▶ Work to complete:
A. Answer these questions about the forum thread on aerators and dethatchers for lawn tractors:
(i) How much horsepower does the tractor of the person starting the thread have?
(ii) What should be done after aerating in the spring and fall?
(iii) Why does HYDROGUARDIAN16 apologize?
B. In the forum thread on aerators and dethatchers for lawn tractors, why should the aerator be sized to fit the machine?

▶ Excerpt to read:
# dethatchers and plug aerators for tractors



## kthatcher (Mar 6, 2007)

Hello, I recently bought a Snapper LT200 lawn tractor and am considering adding a plug aerator and either a front mounted or pull behind dethatcher. I am wondering if these accessories are effective, particuliarly the plug aerator because I do not see how it could be heavy enough to penetrate deeply into the soil without being too heavy to pull. My front lawn slopes down to my back yard because I have a walk out basement. My tractor has 18.5 horsepower. I have clay soil that tends to be very hard. Thanks everyone.cruisin


----------



## JDFANATIC (Dec 28, 2005)

kt,

Sure plug aerators are effective. While I'm not sure exactly of your Snapper model, I think the trick is to size the aerator to fit your machine (in other words, get the right width unit that won't place excessive stress on the tractor). If you aerate in the spring and fall, and then overseed, your lawn will look better every year!


----------



## HYDROGUARDIAN16 (Feb 14, 2007)

:ditto: :ditto: :ditto: :ditto: :ditto: :ditto: :ditto: :ditto: :ditto: :ditto: :ditto: :ditto:


----------



## HYDROGUARDIAN16 (Feb 14, 2007)

my bad I was dito(ing) on another post. sorry I must have entered the wrong one. I remember thinking I was on something else and must have clicked on this one. Im sorry for the dito spam stuff.


----------

▶ Entries supplied:

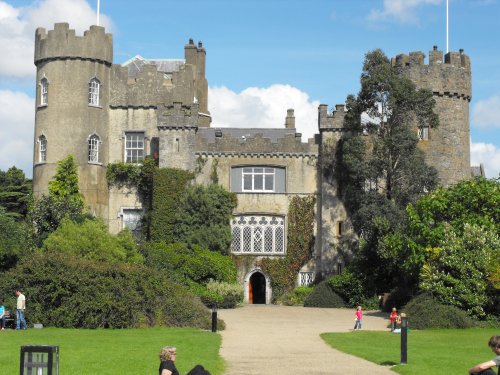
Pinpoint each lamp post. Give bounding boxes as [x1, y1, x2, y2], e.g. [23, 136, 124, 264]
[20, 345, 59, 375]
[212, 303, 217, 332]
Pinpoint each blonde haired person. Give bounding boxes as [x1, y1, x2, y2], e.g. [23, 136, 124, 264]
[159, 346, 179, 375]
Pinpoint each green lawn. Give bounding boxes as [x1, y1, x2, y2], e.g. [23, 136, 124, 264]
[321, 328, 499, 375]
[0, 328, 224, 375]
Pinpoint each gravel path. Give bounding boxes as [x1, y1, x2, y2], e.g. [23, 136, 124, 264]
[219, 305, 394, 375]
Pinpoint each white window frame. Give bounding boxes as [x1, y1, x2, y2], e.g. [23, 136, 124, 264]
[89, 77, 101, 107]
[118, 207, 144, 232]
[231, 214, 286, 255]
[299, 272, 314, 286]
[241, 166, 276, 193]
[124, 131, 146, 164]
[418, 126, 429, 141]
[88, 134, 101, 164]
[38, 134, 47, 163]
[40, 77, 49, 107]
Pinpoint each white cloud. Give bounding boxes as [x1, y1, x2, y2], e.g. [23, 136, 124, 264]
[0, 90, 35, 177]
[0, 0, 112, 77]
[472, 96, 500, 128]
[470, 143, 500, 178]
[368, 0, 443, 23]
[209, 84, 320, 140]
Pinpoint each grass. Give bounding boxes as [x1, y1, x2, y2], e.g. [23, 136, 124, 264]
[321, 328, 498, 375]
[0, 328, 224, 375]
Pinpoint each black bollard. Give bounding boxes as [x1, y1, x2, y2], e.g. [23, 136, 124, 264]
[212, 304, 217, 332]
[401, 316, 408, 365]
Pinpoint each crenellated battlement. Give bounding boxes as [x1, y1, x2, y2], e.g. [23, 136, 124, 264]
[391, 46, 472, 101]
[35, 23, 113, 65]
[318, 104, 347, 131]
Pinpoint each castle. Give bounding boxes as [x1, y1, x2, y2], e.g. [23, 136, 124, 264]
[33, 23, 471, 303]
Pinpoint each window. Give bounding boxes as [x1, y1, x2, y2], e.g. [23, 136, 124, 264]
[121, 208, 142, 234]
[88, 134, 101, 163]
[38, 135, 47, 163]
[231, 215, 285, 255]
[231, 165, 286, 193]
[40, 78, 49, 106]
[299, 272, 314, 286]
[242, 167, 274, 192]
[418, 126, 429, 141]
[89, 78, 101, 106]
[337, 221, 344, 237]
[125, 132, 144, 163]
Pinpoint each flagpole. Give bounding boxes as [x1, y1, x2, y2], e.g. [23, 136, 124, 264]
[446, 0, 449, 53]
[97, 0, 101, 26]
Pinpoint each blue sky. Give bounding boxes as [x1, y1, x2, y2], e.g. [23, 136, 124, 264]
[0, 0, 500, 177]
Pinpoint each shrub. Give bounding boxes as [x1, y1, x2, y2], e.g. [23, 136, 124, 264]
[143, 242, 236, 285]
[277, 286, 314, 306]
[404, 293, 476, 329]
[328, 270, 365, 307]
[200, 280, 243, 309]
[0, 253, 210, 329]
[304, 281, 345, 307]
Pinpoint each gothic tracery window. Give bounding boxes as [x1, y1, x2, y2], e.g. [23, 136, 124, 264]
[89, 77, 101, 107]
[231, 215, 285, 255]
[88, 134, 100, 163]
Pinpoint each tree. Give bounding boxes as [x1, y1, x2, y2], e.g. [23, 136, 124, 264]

▶ Outputs in order:
A.
(i) 18.5 horsepower.
(ii) Overseed the lawn.
(iii) The ditto post was meant for another thread and was entered on this one by mistake.

B. Getting the right width of aerator keeps it from placing excessive stress on the tractor.